Available data:
┄┄┄┄┄┄
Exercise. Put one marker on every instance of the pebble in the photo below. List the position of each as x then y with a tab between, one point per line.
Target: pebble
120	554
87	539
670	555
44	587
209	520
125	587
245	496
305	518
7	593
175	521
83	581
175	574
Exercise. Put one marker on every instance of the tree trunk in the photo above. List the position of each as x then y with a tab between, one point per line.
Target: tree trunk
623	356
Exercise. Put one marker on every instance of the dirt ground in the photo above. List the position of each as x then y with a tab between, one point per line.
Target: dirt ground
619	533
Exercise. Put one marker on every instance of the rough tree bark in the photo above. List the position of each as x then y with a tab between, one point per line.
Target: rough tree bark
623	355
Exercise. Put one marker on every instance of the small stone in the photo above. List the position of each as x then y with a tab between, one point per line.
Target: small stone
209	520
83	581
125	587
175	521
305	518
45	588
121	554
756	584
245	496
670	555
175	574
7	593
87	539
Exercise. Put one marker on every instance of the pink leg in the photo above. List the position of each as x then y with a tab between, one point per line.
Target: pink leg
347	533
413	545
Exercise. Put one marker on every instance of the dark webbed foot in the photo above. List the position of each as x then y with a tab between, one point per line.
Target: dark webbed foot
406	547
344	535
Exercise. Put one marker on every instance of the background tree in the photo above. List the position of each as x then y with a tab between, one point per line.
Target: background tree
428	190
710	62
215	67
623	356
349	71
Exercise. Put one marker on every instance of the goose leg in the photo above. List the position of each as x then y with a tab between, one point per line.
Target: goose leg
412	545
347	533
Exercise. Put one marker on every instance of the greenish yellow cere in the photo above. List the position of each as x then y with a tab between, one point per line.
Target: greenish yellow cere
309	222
┄┄┄┄┄┄
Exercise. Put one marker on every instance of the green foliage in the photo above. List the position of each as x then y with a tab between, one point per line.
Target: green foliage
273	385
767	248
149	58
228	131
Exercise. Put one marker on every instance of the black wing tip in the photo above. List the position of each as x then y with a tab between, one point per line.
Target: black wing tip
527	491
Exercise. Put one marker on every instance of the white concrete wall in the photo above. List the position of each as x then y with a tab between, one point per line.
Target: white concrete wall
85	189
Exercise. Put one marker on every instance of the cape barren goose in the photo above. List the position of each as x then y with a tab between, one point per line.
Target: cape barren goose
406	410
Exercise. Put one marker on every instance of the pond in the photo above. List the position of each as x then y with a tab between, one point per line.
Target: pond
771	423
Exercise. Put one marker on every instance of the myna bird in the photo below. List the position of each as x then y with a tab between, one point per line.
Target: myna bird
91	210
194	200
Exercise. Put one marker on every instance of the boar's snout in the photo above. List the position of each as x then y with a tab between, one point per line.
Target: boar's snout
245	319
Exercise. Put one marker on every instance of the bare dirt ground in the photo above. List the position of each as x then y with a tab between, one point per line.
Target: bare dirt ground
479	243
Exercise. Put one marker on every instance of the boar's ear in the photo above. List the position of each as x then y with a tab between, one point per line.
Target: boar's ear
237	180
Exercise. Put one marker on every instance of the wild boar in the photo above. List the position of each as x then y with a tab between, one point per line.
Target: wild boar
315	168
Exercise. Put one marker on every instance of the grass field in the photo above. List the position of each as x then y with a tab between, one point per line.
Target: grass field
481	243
┄┄┄┄┄┄
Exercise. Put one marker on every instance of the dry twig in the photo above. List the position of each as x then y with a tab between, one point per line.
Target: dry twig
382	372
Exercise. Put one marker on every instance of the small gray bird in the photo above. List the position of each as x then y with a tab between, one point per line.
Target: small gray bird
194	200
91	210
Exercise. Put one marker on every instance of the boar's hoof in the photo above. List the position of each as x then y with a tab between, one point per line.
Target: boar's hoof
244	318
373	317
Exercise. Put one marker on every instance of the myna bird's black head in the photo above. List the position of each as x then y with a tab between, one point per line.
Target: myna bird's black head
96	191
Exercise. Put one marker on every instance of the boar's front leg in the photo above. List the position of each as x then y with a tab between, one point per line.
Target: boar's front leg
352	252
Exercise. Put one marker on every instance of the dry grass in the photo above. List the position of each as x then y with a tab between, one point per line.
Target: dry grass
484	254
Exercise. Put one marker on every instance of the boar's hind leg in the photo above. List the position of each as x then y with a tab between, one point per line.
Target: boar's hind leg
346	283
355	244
┄┄┄┄┄┄
Try it: Using the material above, transcribe exactly the lines from the line with "Exercise. Put one marker on every instance of the dirt" to the line with "Exercise. Put one marker on every instance of the rough"; both count, and nothing else goes in.

Written response:
Exercise. Put one marker on every instance of the dirt ground in the photo above. List the position of each as x then y with a tab between, one point per line.
Target: dirt ground
619	533
Exercise. Put one marker on every instance of the rough tree bark in the photo above. List the position of each as x then y with a tab between, one point per line.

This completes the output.